_EXERCISE INSTRUCTIONS_
Please transcribe the entries that follow exactly as they stand, skipping each picture.

_DATA EXTRACT_

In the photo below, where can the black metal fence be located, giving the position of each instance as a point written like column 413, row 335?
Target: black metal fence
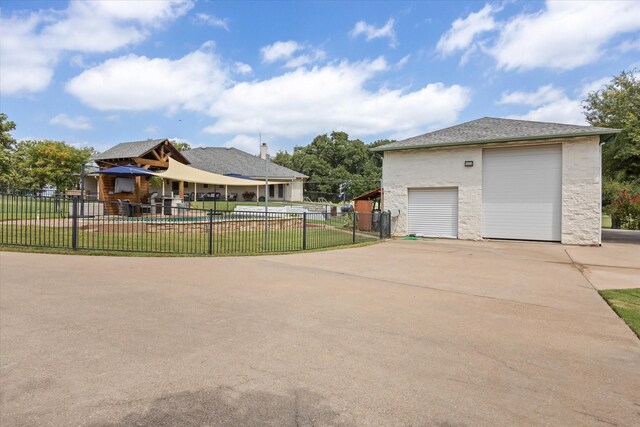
column 73, row 223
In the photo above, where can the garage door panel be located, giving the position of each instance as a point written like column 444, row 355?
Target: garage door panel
column 522, row 193
column 433, row 212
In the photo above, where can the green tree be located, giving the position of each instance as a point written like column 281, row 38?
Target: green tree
column 7, row 145
column 181, row 146
column 42, row 163
column 618, row 106
column 333, row 161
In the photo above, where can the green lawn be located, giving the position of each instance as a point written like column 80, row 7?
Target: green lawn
column 626, row 303
column 181, row 240
column 32, row 208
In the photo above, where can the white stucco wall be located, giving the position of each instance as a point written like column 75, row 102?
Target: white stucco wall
column 435, row 168
column 444, row 167
column 581, row 190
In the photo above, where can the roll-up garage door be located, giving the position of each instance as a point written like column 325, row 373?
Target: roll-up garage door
column 522, row 193
column 433, row 212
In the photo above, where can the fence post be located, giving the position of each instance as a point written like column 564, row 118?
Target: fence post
column 354, row 226
column 304, row 231
column 210, row 231
column 74, row 224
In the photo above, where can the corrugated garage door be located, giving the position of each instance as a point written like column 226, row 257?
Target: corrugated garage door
column 433, row 212
column 522, row 193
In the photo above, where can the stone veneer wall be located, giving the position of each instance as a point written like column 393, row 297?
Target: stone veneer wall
column 444, row 167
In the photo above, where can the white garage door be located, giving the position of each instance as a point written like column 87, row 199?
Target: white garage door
column 433, row 212
column 522, row 193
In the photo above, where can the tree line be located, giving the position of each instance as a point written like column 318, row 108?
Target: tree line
column 338, row 168
column 617, row 105
column 33, row 165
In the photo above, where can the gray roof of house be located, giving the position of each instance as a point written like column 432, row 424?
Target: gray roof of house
column 224, row 161
column 129, row 149
column 490, row 130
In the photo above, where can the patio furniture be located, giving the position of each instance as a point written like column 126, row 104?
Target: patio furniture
column 125, row 208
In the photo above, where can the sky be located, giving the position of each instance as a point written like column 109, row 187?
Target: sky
column 218, row 73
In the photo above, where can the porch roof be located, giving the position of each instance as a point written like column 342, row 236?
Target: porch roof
column 180, row 172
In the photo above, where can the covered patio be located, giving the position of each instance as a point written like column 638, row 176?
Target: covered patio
column 130, row 185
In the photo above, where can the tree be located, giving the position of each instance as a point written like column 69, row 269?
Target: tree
column 618, row 106
column 7, row 145
column 333, row 163
column 42, row 163
column 181, row 146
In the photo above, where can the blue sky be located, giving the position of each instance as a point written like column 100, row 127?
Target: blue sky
column 221, row 73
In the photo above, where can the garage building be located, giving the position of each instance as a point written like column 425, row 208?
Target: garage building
column 499, row 179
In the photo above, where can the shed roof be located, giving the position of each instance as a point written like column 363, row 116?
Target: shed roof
column 492, row 130
column 225, row 161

_WRITTEN ANSWER_
In the photo below, where can the black metal fence be located, giving the position of each instance as a point written like column 413, row 335?
Target: black metal fence
column 73, row 223
In the photo above, where can the garage door panel be located, giving the position of each instance as a point written like column 444, row 355?
Target: garage door panel
column 522, row 193
column 433, row 212
In the photo above, where can the green tree be located, giving the position of each instance as a point written like column 281, row 38?
Target: green tree
column 7, row 145
column 181, row 146
column 42, row 163
column 618, row 106
column 333, row 161
In the photo above, where can the green lawn be located, giving the position of each instance as a point written like column 80, row 7?
Target: green lawn
column 626, row 303
column 181, row 240
column 32, row 208
In the photo above, where can the white stucco wall be located, giving the position of each instance as a point written like column 75, row 102?
Target: white stucco wall
column 435, row 168
column 444, row 167
column 581, row 190
In the photo above, where can the roll-up garage door be located, giving the position of each instance as a point written like column 325, row 373?
Target: roll-up garage door
column 522, row 193
column 433, row 212
In the photo above, where can the fence post be located, giving the position of each instance as a point written like column 564, row 118?
Target: fence post
column 354, row 226
column 304, row 231
column 210, row 231
column 74, row 224
In the photo above, where can the corrugated garage door be located, giving the position of each instance as a point written like column 226, row 257?
Target: corrugated garage door
column 433, row 212
column 522, row 193
In the photo above, where can the stone veneer wall be located, giving the position of each instance as a point written like column 393, row 297?
Target: stone veneer wall
column 444, row 167
In the photo above, where can the white garage door be located, giving the position of each instance as a point written like column 87, row 199?
Target: white garage door
column 433, row 212
column 522, row 193
In the photo above, where can the tree line be located, giving the position of each instance as a point written like column 318, row 108?
Target: tree line
column 338, row 168
column 617, row 105
column 33, row 165
In the photo above, where can the gray roof of house be located, giving the position of each instance as a point written like column 432, row 424?
Target: gray roof of house
column 224, row 161
column 129, row 149
column 490, row 130
In the photo above, where can the patio furniture be located, giving the position of each instance as a point written like column 126, row 104?
Target: patio furniture
column 125, row 208
In the photo above, where can the sky be located, giving the position of each instance as a point written like column 109, row 187?
Target: sky
column 218, row 73
In the photo above, where can the porch roof be located, giving the position of each instance as a point written like column 342, row 236?
Target: porch roof
column 180, row 172
In the photo above, where can the covered patio be located, giving the position of each instance as a point written like column 638, row 176?
Target: covered patio
column 130, row 185
In the photo above, where can the tree be located, giving the position of each instance as a point written like column 69, row 269?
Target: tree
column 618, row 106
column 7, row 145
column 333, row 163
column 42, row 163
column 181, row 146
In the photo above, where can the blue sky be located, giving the position of each instance as a point written like column 100, row 127?
Target: blue sky
column 221, row 73
In the photo above, where can the garage building be located, giving the position of each instance as a point written like column 425, row 208?
Target: garage building
column 499, row 179
In the photo above, where can the shed roof be located, giving the position of each instance as a point written like column 363, row 116?
Target: shed roof
column 492, row 130
column 225, row 161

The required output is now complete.